- **Requirements**:
Rewrite everything from the line containing "Would you mind indicating the green grass" down to the end of the material, switching "coiled rope" to "coiled cable" and keeping all else the same. Leave the pictures out of your answer.

··· Given entries

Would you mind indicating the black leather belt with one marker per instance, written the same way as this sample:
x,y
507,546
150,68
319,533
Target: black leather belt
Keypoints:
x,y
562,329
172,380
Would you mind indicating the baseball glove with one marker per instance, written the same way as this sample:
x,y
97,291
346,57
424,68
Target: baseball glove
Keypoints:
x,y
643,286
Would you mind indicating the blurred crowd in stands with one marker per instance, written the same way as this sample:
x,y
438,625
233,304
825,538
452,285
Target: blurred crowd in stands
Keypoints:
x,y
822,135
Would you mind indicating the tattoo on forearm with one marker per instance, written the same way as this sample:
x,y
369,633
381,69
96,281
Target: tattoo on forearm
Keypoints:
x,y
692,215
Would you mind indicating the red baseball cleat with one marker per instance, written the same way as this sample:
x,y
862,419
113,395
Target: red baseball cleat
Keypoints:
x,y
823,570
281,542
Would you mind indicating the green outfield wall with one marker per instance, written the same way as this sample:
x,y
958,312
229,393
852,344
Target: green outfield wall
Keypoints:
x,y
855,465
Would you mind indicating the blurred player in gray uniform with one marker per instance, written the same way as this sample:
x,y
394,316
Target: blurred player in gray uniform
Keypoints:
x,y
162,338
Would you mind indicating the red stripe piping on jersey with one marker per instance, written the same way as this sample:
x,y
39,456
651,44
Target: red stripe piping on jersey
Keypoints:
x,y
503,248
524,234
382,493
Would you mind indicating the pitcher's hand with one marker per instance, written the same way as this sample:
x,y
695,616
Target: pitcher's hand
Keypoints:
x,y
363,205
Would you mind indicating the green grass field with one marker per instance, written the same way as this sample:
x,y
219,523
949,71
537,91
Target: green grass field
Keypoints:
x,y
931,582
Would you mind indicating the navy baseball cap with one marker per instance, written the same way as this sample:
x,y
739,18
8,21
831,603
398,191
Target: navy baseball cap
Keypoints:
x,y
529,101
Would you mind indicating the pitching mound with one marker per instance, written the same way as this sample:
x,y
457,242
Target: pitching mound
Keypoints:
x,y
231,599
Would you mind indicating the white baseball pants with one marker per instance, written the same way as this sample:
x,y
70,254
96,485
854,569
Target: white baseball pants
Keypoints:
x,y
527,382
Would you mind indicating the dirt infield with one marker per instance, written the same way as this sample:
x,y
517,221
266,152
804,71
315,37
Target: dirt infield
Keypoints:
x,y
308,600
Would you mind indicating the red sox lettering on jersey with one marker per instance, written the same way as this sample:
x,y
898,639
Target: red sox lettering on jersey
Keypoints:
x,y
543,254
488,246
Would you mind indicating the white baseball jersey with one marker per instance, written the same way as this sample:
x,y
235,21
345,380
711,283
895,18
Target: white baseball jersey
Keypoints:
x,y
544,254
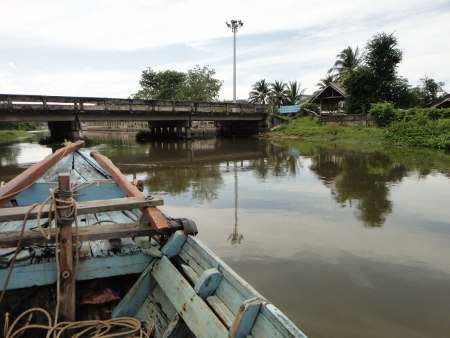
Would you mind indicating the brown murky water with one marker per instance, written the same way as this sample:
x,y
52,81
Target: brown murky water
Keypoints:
x,y
346,241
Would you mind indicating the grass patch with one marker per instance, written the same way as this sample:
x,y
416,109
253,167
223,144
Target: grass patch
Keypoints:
x,y
312,130
47,141
11,136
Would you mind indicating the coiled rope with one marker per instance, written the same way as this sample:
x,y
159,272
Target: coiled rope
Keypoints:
x,y
127,326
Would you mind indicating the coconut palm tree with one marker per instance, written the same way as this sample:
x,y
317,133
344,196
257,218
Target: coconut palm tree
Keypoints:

······

- **Correct response**:
Would you mind indicating the green grass field with one marker per instance, written the same way as this sample:
x,y
219,523
949,71
537,91
Target: green grass field
Keypoints:
x,y
931,582
Would you mind indicating the navy baseball cap with one marker per instance, written the same way as this sample:
x,y
739,18
8,21
831,603
398,191
Target: navy baseball cap
Keypoints:
x,y
529,101
Would you mind indicating the pitching mound with one marker per instance, written the same way as this sample:
x,y
457,242
Target: pitching mound
Keypoints:
x,y
231,599
Would you mind indicating the white baseball pants with one marker per instance, written the same way as this sample:
x,y
70,254
96,485
854,569
Target: white baseball pants
Keypoints:
x,y
527,382
Would you mind indicating the dirt infield with one marker per instance, written the same way as this sample:
x,y
517,221
266,152
804,71
315,37
Target: dirt infield
Keypoints:
x,y
308,600
Would you mind indicating the red sox lettering on jersey with one marker per instance, written the same way as this sample:
x,y
898,639
Target: red sox lettering on jersey
Keypoints:
x,y
543,254
488,246
Would you mind indicating the white baseball jersey with one marker per instance, written the same way as this sample:
x,y
235,21
345,380
711,283
895,18
Target: white baseball jersey
Keypoints:
x,y
544,254
Would you mind indicating the brown murky water with one marker per instance, written the same way as this sample:
x,y
52,81
Target: brown murky water
Keypoints:
x,y
346,241
Would you mind indicating the grass patch with one marker per instance, written the same way as this sample:
x,y
416,109
253,167
223,144
Target: grass patch
Keypoints:
x,y
312,130
47,141
11,136
Would you mind indicating the coiled cable with one marker per instance, written the same way as this sample:
x,y
159,272
Target: coiled cable
Keypoints:
x,y
127,326
Would you mind indicating the coconut palm tree with one marker per instance, written the same way as this sample:
x,y
317,133
344,196
257,218
Target: coconut palm tree
Keypoints:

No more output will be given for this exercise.